§ **DIRECTIONS FOR THIS TASK**:
Print all the records exactly, please.

§ **DATA PROVIDED**:
>>>
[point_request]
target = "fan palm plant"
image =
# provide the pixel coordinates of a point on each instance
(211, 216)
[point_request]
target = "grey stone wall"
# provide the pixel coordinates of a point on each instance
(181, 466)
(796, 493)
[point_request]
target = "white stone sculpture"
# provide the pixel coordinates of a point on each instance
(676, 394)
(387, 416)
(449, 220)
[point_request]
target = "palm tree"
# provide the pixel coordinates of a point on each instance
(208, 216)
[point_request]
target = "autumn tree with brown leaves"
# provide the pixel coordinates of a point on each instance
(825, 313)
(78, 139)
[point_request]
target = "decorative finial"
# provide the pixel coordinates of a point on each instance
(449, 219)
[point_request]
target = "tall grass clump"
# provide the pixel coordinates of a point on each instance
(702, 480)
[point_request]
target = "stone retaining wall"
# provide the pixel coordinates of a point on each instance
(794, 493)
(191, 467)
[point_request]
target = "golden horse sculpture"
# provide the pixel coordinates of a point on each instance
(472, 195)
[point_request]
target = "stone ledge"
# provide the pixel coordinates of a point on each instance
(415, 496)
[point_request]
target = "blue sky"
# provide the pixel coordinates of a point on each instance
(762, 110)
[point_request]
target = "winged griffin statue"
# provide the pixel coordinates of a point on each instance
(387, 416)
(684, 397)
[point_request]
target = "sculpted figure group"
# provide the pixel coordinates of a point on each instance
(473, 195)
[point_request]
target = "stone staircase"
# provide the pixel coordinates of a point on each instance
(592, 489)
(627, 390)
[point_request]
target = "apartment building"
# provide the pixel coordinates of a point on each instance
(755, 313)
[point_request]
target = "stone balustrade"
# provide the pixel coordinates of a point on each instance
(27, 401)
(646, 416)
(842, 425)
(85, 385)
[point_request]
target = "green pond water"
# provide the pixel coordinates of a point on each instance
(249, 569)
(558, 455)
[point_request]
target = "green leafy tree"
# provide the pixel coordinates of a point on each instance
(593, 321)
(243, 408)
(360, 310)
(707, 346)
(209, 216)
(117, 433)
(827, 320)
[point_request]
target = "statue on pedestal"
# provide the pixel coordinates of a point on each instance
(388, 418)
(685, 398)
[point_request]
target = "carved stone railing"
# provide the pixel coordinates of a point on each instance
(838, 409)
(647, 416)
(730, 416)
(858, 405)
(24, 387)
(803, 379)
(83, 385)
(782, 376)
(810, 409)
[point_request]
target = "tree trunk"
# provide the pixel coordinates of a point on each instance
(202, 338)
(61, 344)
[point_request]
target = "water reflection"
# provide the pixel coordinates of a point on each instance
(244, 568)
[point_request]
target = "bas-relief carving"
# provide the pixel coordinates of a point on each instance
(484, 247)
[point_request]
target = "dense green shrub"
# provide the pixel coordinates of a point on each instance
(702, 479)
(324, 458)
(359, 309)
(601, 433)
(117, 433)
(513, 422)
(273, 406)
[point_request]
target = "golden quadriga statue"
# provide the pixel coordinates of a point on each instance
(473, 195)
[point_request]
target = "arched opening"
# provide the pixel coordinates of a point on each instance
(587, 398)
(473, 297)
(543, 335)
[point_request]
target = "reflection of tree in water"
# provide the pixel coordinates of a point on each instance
<<<
§ **ANSWER**:
[point_request]
target = "fan palm plant"
image =
# provide the pixel coordinates of a point on each instance
(211, 216)
[point_request]
target = "grey stone wall"
# provide the pixel coordinates of a point on each instance
(181, 466)
(796, 493)
[point_request]
target = "white stone sculpture"
# provide the pixel coordinates of a point on each instance
(676, 394)
(387, 416)
(449, 220)
[point_request]
target = "palm tree"
# provide the pixel coordinates of a point on each instance
(208, 216)
[point_request]
target = "autumn tree with brown leaves"
# provide the pixel coordinates of a point on each instance
(825, 313)
(78, 139)
[point_request]
target = "decorative finial"
# provide the pixel coordinates of a point on each instance
(449, 219)
[point_request]
target = "tall grass clump"
# provide the pixel coordinates of a point on each instance
(702, 480)
[point_request]
target = "stone retaining wall"
# provide the pixel coordinates of a point on each instance
(794, 493)
(191, 467)
[point_request]
target = "golden horse sculpture"
# provide the pixel coordinates of a point on each instance
(472, 195)
[point_request]
target = "stone ledge"
# provide the pixel coordinates of a point on each instance
(415, 496)
[point_request]
target = "blue sky"
# provide the pixel coordinates of a point on each instance
(762, 110)
[point_request]
target = "winged griffin statue"
# provide the pixel coordinates of a point on each instance
(387, 416)
(684, 397)
[point_request]
target = "sculpted figure group"
# provide the pixel coordinates of a point on each instance
(473, 195)
[point_request]
target = "stone staircase"
# provide the pixel coordinates of a point on each instance
(592, 489)
(627, 390)
[point_request]
target = "apartment building"
# provide the pixel coordinates of a point on each instance
(755, 313)
[point_request]
target = "stone balustrade"
# provide the pixel coordinates of a point on each instance
(27, 401)
(646, 416)
(842, 425)
(85, 385)
[point_request]
target = "green pond water"
# provide the pixel coordinates of a point on each instance
(249, 569)
(558, 455)
[point_request]
target = "green leafy tree"
# provide the pixel coordinates of a point on each instance
(593, 321)
(243, 408)
(360, 310)
(707, 346)
(209, 216)
(117, 433)
(827, 320)
[point_request]
target = "statue on pedestal"
# provide the pixel coordinates of a point on each instance
(388, 418)
(685, 398)
[point_request]
target = "carved stone railing"
# provide the pixel coordinates of a point on each instance
(838, 409)
(647, 416)
(730, 416)
(858, 405)
(24, 387)
(803, 379)
(83, 385)
(782, 376)
(810, 409)
[point_request]
target = "tree trunk"
# provide the pixel coordinates of a point on each instance
(202, 338)
(61, 344)
[point_request]
target = "water reflection"
# provide the pixel coordinates of a point on each instance
(244, 568)
[point_request]
target = "bas-relief carving"
# provide the pixel coordinates of a point on each instance
(484, 247)
[point_request]
target = "dense green shrub"
# provide the pixel coordinates of a point on each instance
(702, 479)
(324, 458)
(359, 309)
(601, 433)
(117, 433)
(513, 422)
(273, 406)
[point_request]
target = "golden quadriga statue"
# provide the pixel coordinates of a point on each instance
(473, 195)
[point_request]
target = "arched opening"
# provide the pixel coordinates of a point on each instance
(587, 398)
(473, 297)
(543, 335)
[point_request]
target = "reflection of tree in water"
# provide the pixel coordinates of a point on each instance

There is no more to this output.